Your instructions —
Scan the records for lines with the word "ceiling", and copy every such line.

☆ ☆ ☆

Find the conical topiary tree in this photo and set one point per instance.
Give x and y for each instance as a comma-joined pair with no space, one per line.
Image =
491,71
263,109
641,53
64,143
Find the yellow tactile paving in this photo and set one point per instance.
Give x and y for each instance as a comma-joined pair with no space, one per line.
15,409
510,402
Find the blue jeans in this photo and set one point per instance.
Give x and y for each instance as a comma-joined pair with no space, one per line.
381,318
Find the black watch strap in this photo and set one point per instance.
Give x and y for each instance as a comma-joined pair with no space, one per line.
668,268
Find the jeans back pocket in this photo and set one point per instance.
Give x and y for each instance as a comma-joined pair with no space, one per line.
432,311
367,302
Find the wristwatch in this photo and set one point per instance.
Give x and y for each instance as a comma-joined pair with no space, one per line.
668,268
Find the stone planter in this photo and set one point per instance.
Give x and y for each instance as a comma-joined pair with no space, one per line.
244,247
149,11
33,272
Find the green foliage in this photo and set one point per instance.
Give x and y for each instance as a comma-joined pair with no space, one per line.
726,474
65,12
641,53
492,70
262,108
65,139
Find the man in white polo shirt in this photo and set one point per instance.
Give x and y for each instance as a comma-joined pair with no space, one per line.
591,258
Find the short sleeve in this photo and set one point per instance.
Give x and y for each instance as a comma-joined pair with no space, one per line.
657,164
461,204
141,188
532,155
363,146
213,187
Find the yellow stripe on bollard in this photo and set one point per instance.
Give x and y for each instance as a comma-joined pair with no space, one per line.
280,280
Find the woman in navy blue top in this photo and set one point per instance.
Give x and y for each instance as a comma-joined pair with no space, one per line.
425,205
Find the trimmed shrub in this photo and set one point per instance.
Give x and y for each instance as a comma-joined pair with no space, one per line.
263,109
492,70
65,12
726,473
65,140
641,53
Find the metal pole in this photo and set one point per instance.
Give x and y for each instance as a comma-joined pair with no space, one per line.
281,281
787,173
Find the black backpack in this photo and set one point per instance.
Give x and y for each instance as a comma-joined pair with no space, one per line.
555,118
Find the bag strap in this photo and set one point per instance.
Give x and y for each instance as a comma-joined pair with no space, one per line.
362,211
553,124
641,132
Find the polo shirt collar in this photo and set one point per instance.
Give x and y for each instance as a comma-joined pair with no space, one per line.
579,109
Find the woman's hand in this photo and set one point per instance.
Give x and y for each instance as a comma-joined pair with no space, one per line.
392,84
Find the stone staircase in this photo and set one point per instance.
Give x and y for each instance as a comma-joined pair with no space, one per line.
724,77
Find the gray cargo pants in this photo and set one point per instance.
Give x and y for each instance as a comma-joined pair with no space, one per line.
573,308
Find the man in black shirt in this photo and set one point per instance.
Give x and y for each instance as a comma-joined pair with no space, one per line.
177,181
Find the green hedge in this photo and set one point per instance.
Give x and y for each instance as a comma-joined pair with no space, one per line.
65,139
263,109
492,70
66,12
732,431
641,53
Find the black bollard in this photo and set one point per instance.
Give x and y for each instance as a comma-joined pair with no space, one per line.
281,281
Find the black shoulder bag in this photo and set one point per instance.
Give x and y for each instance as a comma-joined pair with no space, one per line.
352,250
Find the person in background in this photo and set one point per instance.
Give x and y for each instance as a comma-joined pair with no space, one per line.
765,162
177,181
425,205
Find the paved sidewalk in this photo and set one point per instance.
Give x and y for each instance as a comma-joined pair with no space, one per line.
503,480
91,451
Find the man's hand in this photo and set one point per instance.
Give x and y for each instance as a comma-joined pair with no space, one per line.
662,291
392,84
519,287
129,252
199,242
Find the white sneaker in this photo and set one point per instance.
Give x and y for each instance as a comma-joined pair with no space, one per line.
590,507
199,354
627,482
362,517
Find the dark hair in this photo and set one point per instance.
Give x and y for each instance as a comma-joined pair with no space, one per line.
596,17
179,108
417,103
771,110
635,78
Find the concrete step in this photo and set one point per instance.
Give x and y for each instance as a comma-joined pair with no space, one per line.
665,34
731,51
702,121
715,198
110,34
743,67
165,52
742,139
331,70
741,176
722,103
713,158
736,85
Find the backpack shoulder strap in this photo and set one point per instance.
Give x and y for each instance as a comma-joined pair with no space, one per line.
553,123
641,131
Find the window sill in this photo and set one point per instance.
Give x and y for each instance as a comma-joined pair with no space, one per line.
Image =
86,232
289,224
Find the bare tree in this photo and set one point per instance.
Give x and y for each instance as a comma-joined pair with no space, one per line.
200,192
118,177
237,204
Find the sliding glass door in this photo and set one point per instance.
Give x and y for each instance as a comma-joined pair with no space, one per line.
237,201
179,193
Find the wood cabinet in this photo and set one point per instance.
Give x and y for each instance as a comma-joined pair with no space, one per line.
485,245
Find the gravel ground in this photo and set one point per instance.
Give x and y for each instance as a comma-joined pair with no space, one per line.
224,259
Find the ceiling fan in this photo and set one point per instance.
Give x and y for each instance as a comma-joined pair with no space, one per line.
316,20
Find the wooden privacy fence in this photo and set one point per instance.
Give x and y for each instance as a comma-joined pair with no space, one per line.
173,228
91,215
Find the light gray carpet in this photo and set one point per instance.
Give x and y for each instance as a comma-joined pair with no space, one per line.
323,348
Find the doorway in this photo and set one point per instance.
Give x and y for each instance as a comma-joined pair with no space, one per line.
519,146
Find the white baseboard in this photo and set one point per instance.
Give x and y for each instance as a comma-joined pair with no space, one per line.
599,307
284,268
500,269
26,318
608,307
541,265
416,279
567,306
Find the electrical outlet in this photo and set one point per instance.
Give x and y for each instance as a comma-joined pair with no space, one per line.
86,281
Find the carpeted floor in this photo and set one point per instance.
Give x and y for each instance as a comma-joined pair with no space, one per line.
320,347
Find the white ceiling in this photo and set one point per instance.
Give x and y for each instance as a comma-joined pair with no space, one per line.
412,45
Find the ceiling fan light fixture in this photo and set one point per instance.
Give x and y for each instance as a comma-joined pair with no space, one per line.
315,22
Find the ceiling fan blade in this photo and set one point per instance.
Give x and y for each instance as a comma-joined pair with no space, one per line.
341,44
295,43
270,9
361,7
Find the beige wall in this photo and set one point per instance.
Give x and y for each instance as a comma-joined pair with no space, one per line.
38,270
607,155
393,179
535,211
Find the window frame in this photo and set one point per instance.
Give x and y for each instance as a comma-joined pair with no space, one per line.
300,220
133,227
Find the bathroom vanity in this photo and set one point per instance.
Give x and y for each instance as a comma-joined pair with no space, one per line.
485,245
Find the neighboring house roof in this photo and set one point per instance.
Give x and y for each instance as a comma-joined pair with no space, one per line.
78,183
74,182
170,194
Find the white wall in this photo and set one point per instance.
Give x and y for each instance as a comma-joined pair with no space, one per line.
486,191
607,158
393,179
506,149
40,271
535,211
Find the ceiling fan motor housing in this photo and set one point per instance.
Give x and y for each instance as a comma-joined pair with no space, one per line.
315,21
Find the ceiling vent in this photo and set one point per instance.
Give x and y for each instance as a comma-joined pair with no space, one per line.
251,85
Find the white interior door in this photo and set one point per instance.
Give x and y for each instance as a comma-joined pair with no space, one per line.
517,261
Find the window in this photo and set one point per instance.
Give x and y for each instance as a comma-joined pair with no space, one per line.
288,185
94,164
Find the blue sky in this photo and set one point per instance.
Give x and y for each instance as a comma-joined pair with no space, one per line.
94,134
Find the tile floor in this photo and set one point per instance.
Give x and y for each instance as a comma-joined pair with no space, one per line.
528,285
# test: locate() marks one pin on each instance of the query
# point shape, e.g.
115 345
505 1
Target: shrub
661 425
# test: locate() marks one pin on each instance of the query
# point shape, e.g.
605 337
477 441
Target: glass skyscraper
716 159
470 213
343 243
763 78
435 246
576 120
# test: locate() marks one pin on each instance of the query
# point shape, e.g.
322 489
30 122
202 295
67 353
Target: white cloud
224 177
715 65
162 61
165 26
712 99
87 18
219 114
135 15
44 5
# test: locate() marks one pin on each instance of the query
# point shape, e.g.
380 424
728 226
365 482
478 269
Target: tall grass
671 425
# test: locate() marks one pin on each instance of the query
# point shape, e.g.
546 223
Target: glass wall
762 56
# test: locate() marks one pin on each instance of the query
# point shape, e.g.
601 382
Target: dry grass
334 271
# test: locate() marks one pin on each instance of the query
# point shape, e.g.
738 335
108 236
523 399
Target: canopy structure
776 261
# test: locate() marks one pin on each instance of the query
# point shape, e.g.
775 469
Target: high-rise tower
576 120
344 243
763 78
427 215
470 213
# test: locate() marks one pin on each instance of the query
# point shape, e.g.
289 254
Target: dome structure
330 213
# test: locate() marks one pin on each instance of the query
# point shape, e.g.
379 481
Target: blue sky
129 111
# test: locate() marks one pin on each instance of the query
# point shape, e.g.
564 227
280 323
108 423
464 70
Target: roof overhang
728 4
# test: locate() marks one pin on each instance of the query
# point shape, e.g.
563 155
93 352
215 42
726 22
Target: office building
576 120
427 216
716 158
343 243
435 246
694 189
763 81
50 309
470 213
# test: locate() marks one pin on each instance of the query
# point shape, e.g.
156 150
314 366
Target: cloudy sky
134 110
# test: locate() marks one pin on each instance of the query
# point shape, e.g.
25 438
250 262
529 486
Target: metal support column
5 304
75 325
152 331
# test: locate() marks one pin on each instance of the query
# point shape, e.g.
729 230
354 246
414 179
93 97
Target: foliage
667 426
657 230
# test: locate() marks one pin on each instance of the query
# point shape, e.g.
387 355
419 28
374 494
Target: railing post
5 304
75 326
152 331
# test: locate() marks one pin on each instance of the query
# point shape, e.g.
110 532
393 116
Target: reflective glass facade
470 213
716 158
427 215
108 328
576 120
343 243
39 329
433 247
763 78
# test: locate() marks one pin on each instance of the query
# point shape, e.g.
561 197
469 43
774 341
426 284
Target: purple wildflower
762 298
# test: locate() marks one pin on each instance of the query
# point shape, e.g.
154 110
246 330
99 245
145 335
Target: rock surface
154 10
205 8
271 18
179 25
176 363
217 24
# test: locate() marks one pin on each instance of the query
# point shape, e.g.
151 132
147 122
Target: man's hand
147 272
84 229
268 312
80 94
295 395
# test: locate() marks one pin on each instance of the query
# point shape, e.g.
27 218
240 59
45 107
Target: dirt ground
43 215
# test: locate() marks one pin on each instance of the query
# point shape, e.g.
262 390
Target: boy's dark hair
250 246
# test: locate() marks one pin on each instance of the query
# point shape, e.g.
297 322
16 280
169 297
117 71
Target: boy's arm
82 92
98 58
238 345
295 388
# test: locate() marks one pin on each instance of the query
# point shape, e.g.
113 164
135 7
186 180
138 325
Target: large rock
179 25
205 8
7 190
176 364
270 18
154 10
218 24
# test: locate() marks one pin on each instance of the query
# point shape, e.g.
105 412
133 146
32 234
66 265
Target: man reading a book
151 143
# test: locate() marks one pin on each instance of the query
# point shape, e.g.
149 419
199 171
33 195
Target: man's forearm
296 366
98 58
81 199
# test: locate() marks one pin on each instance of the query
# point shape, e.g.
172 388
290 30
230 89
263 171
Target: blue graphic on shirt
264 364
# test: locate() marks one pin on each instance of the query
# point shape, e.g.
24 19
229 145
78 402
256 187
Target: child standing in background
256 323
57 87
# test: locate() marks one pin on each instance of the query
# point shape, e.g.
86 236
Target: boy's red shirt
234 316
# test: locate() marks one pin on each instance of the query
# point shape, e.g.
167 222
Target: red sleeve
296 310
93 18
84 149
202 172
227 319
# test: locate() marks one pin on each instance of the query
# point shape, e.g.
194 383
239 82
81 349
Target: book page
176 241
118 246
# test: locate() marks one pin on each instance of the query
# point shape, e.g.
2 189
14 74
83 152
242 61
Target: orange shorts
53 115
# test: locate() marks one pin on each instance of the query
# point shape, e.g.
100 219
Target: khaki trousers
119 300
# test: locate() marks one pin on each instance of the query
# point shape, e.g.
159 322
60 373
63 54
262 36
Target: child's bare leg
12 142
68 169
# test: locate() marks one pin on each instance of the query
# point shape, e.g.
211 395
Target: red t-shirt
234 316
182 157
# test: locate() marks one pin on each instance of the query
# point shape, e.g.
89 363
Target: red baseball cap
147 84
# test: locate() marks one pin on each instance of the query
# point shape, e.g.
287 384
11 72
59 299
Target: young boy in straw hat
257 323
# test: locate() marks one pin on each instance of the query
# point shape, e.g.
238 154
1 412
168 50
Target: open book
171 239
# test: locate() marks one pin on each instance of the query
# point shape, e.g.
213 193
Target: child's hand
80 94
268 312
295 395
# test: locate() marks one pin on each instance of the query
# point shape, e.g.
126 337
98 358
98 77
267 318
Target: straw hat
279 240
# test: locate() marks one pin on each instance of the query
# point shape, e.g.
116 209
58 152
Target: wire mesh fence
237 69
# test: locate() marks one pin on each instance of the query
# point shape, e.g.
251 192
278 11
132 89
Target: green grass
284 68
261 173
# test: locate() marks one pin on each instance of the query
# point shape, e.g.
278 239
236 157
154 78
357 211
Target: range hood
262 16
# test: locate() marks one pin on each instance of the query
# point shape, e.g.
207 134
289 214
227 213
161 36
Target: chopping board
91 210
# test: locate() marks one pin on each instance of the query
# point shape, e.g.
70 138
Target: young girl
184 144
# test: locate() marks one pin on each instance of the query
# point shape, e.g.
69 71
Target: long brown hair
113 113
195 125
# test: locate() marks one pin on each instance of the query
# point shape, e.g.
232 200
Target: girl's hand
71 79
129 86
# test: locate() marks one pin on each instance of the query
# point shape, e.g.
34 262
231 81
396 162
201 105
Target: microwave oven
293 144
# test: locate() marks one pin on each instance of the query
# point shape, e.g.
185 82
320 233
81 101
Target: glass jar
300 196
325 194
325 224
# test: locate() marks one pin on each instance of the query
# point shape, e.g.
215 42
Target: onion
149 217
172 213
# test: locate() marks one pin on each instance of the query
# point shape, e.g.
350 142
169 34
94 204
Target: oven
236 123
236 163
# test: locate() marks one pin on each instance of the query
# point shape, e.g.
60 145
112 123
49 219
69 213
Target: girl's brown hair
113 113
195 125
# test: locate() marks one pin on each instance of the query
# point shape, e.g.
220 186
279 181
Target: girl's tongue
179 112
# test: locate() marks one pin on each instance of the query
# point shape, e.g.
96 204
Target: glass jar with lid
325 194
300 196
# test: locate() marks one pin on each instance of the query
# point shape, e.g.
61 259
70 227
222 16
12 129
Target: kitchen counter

☆ ☆ ☆

Result for this exercise —
Find the ceiling fan in this photo and set one point per instance.
Find the white ceiling in this photo and set one point per instance.
Find the ceiling fan light fixture in this photo and set one point per instance.
Find the ceiling fan blade in this photo and set one point per instance.
Find the ceiling fan motor housing in this photo and set one point per instance.
Find the ceiling vent in this photo and set one point per instance.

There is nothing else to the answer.